Referring expression pointing data:
#####

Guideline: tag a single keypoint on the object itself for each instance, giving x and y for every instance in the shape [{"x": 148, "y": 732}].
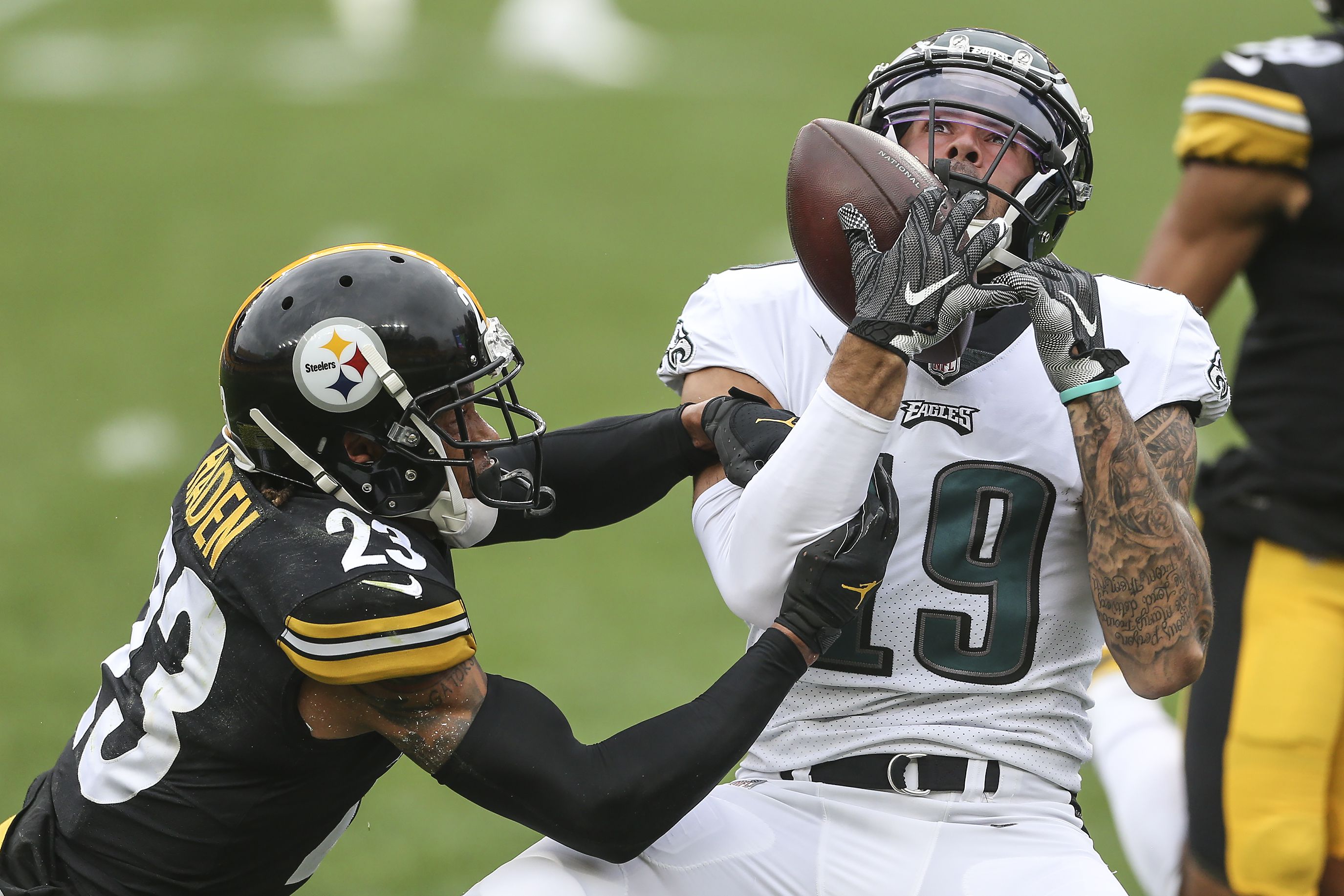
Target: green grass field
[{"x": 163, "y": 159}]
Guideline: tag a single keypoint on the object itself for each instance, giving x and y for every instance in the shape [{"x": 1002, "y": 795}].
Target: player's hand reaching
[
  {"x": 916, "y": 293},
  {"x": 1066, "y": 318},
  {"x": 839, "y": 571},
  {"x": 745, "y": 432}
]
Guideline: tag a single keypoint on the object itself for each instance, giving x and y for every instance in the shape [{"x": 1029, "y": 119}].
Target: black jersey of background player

#####

▶ _Required work_:
Copy each line above holding "itself".

▶ _Task solution_:
Guideline: tag a single keypoint on the object itself for each instance, giving x and y for every instance in the shape [{"x": 148, "y": 732}].
Guideline: tag a single keypoint on the object itself for each instance, giving x and y for every instance in the shape [{"x": 1002, "y": 795}].
Guideline: tag a single keypoint on the object itself for each instance, giving x and y for every instance in the shape [{"x": 1029, "y": 119}].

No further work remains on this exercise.